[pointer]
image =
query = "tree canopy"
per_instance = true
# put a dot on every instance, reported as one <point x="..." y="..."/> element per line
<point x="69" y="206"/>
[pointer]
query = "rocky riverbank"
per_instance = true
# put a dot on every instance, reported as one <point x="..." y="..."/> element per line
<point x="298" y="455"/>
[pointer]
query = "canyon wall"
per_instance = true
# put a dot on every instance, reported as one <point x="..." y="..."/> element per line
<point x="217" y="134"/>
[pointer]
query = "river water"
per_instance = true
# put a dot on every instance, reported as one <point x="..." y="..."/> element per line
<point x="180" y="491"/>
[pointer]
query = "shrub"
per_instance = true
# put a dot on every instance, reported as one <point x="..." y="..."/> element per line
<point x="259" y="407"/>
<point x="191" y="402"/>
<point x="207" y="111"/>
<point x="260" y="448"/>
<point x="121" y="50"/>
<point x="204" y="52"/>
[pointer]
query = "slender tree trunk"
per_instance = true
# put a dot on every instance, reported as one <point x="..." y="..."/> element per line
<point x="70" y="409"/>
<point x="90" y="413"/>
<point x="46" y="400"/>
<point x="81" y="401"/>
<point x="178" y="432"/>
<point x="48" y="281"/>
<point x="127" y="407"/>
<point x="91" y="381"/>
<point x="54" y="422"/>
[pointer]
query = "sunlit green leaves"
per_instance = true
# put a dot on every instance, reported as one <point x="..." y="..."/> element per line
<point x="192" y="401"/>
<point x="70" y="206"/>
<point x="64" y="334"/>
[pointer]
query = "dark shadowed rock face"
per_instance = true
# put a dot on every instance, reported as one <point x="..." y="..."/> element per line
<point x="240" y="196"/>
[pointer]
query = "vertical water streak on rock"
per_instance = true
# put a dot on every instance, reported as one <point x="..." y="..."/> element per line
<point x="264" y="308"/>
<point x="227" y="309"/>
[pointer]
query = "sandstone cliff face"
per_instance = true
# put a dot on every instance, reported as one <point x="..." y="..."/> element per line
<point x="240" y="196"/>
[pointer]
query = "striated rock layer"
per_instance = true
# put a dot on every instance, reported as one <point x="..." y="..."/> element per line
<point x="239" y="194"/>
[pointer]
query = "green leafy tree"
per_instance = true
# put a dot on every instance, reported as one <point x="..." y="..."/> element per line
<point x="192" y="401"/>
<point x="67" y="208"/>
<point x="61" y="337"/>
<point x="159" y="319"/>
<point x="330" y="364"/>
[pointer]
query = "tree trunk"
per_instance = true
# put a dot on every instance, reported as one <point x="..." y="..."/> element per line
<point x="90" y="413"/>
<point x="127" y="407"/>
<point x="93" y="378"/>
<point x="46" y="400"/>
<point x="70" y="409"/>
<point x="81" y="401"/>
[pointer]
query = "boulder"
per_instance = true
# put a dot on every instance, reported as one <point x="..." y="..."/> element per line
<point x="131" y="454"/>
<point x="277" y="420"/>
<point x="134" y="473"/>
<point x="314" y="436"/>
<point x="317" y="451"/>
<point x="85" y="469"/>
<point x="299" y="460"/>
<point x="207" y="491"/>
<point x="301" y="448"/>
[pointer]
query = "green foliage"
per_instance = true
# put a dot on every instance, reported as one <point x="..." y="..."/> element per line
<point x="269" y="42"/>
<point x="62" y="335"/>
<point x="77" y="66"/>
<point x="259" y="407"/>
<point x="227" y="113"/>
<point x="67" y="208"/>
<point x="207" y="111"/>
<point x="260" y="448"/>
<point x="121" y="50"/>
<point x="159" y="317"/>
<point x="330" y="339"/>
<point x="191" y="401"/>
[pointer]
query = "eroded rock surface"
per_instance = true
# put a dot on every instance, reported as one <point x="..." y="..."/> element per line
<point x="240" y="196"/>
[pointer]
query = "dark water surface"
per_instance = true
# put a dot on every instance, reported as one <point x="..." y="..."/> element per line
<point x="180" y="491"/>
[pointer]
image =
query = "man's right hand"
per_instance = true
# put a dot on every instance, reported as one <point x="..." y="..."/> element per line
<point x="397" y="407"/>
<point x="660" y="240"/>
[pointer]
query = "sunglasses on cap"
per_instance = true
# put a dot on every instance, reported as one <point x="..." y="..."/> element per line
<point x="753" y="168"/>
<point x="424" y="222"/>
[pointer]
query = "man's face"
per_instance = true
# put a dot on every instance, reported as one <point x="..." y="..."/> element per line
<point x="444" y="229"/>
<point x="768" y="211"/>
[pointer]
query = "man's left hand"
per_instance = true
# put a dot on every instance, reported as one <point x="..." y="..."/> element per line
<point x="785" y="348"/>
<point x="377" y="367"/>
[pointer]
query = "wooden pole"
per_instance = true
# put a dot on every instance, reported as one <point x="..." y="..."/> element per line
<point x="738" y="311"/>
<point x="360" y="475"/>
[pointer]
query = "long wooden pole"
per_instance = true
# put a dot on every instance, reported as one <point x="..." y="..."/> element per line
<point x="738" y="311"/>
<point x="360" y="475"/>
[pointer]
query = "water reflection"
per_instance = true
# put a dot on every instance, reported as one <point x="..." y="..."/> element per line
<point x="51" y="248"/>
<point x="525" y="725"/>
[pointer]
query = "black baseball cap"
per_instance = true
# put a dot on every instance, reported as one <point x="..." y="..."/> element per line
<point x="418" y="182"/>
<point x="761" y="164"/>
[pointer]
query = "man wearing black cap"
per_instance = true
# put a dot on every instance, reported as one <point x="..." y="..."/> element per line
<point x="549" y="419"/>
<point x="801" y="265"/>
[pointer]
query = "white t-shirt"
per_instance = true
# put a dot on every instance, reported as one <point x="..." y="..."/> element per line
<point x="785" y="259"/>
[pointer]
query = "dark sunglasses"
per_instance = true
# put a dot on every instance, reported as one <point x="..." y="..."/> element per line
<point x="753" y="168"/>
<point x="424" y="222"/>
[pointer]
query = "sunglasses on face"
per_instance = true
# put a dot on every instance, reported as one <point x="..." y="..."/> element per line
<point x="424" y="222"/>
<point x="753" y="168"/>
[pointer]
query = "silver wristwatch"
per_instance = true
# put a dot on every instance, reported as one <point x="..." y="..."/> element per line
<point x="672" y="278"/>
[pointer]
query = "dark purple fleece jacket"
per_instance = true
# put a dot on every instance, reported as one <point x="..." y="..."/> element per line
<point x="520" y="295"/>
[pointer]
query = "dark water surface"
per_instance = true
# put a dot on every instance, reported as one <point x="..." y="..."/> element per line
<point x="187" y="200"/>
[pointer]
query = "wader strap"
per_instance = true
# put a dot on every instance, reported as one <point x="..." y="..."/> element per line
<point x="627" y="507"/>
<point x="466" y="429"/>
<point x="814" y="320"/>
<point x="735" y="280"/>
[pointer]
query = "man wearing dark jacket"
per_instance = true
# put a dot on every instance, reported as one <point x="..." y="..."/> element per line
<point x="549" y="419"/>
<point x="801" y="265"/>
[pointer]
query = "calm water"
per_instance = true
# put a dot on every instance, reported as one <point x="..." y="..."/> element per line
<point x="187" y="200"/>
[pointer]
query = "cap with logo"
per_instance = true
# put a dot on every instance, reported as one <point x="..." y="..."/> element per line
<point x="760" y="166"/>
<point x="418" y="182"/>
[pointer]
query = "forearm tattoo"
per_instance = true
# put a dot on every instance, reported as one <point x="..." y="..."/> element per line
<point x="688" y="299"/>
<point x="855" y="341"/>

════════════════

§ **Your task**
Give the entries once more, exactly as they appear.

§ **Task response**
[pointer]
image =
query = "tree canopy"
per_instance = true
# put a dot on every instance, reported as one <point x="..." y="..."/> element per line
<point x="69" y="206"/>
[pointer]
query = "rocky riverbank"
per_instance = true
# put a dot on every instance, reported as one <point x="..." y="..."/> element per line
<point x="298" y="455"/>
[pointer]
query = "canyon wall"
per_instance = true
# put a dot on every instance, reported as one <point x="..." y="..."/> element per line
<point x="217" y="134"/>
[pointer]
query = "river water"
per_instance = true
# put a dot on every instance, reported as one <point x="..." y="..."/> element per line
<point x="180" y="491"/>
[pointer]
query = "shrub"
per_instance = true
# put a dot on every instance, reported as one <point x="..." y="..."/> element per line
<point x="259" y="407"/>
<point x="191" y="402"/>
<point x="207" y="111"/>
<point x="260" y="448"/>
<point x="121" y="50"/>
<point x="204" y="52"/>
[pointer]
query = "slender tree trunk"
per_instance = true
# put a dot on every instance, reported as one <point x="..." y="..."/> element per line
<point x="70" y="409"/>
<point x="90" y="413"/>
<point x="46" y="400"/>
<point x="81" y="401"/>
<point x="178" y="432"/>
<point x="48" y="281"/>
<point x="127" y="407"/>
<point x="91" y="381"/>
<point x="54" y="422"/>
[pointer]
query = "sunlit green leaves"
per_instance = true
# put a dot on every instance, reported as one <point x="..." y="..."/> element per line
<point x="192" y="401"/>
<point x="70" y="206"/>
<point x="64" y="334"/>
[pointer]
query = "dark shadowed rock face"
per_instance = true
# put a dot on every instance, reported as one <point x="..." y="..."/> element per line
<point x="240" y="196"/>
[pointer]
query = "vertical water streak on rock"
per_instance = true
# put a dot on every instance, reported as one <point x="..." y="..."/> element per line
<point x="264" y="308"/>
<point x="227" y="309"/>
[pointer]
query = "sandstone cliff face"
per_instance = true
# put a dot on every instance, reported as one <point x="..." y="..."/> element per line
<point x="240" y="196"/>
[pointer]
query = "striated rock layer"
per_instance = true
# put a dot on every instance, reported as one <point x="..." y="..."/> element per line
<point x="239" y="194"/>
[pointer]
query = "green leafy tree"
per_instance = true
# put a dot on every instance, reported as one <point x="..." y="..."/> element per line
<point x="192" y="401"/>
<point x="67" y="208"/>
<point x="61" y="337"/>
<point x="159" y="319"/>
<point x="330" y="364"/>
[pointer]
query = "tree trunk"
per_instance = true
# put a dot on every instance, reported as one <point x="..." y="..."/> element per line
<point x="90" y="413"/>
<point x="127" y="407"/>
<point x="93" y="378"/>
<point x="46" y="400"/>
<point x="70" y="409"/>
<point x="81" y="401"/>
[pointer]
query = "boulder"
per_instance = true
# put a dot on every instance, reported as one <point x="..." y="..."/> element per line
<point x="131" y="454"/>
<point x="277" y="420"/>
<point x="134" y="473"/>
<point x="314" y="436"/>
<point x="317" y="451"/>
<point x="85" y="469"/>
<point x="299" y="460"/>
<point x="207" y="491"/>
<point x="301" y="448"/>
[pointer]
query = "green foliage"
per_instance = true
# put a dot on every instance, reported as one <point x="..." y="..."/> element per line
<point x="269" y="42"/>
<point x="62" y="335"/>
<point x="77" y="66"/>
<point x="259" y="407"/>
<point x="227" y="113"/>
<point x="67" y="208"/>
<point x="207" y="111"/>
<point x="260" y="448"/>
<point x="121" y="50"/>
<point x="159" y="317"/>
<point x="330" y="339"/>
<point x="191" y="401"/>
[pointer]
query = "eroded rock surface"
per_instance = true
# put a dot on every instance, reported as one <point x="..." y="..."/> element per line
<point x="240" y="196"/>
[pointer]
query = "dark water surface"
per_instance = true
# put a dot on every instance, reported as one <point x="..." y="..."/> element per line
<point x="180" y="491"/>
[pointer]
image =
query = "man's right hand"
per_instance = true
# put a dot on every instance, reported as one <point x="..." y="..."/> element per line
<point x="397" y="407"/>
<point x="660" y="240"/>
[pointer]
query = "sunglasses on cap"
per_instance = true
# put a dot on every instance, reported as one <point x="..." y="..."/> element per line
<point x="753" y="168"/>
<point x="424" y="222"/>
[pointer]
query = "man's face"
per_instance = true
# put a dot on every instance, reported as one <point x="..." y="..."/> element per line
<point x="444" y="229"/>
<point x="768" y="211"/>
[pointer]
query = "man's left hand"
per_instance = true
# put a dot on every instance, reported as one <point x="..." y="..."/> element per line
<point x="785" y="348"/>
<point x="377" y="367"/>
[pointer]
query = "wooden pole"
per_instance = true
# put a dot on every instance, reported as one <point x="..." y="..."/> element per line
<point x="738" y="311"/>
<point x="360" y="475"/>
[pointer]
query = "long wooden pole"
per_instance = true
# put a dot on every instance, reported as one <point x="..." y="..."/> element per line
<point x="738" y="311"/>
<point x="360" y="475"/>
[pointer]
query = "water reflection"
per_instance = true
# put a dot on every instance, reported as one <point x="..." y="..."/> element per line
<point x="51" y="248"/>
<point x="525" y="725"/>
[pointer]
query = "black baseball cap"
per_instance = true
# put a dot on every instance, reported as one <point x="..." y="..."/> element per line
<point x="418" y="182"/>
<point x="761" y="164"/>
[pointer]
query = "man wearing black cap"
per_instance = true
# put a dot on every instance, reported as one <point x="..." y="..."/> element per line
<point x="549" y="419"/>
<point x="801" y="265"/>
[pointer]
query = "white t-shirt"
per_instance = true
# put a dot on every instance, reported as one <point x="..." y="..."/> element per line
<point x="785" y="259"/>
[pointer]
query = "dark sunglasses"
per_instance = true
# put a dot on every instance, reported as one <point x="..." y="..."/> element per line
<point x="753" y="168"/>
<point x="424" y="222"/>
[pointer]
query = "sunglasses on face"
per_instance = true
# put a dot on every instance, reported as one <point x="..." y="..."/> element per line
<point x="424" y="222"/>
<point x="753" y="168"/>
[pointer]
query = "silver wristwatch"
per_instance = true
# put a dot on every instance, reported as one <point x="..." y="..."/> element per line
<point x="672" y="278"/>
[pointer]
query = "dark purple fleece jacket"
per_instance = true
# put a dot on every instance, reported as one <point x="..." y="..."/> element per line
<point x="520" y="295"/>
[pointer]
query = "dark water surface"
per_instance = true
# put a dot on every instance, reported as one <point x="..." y="..."/> element per line
<point x="187" y="200"/>
[pointer]
query = "wader strap"
per_instance = true
# put a dot on every instance, reported as one <point x="..." y="..."/> element per line
<point x="627" y="507"/>
<point x="466" y="429"/>
<point x="814" y="320"/>
<point x="735" y="280"/>
[pointer]
query = "man wearing dark jacket"
per_instance = true
# put a dot on every instance, reported as one <point x="..." y="..."/> element per line
<point x="549" y="419"/>
<point x="801" y="265"/>
[pointer]
query = "calm water"
per_instance = true
# put a dot on every instance, reported as one <point x="..." y="..."/> element per line
<point x="187" y="200"/>
[pointer]
query = "cap with logo"
per_instance = true
# put a dot on every instance, reported as one <point x="..." y="..."/> element per line
<point x="760" y="166"/>
<point x="418" y="182"/>
[pointer]
query = "forearm tattoo"
per_instance = true
# put a dot on every instance, reported as one <point x="..." y="..."/> element per line
<point x="688" y="299"/>
<point x="855" y="341"/>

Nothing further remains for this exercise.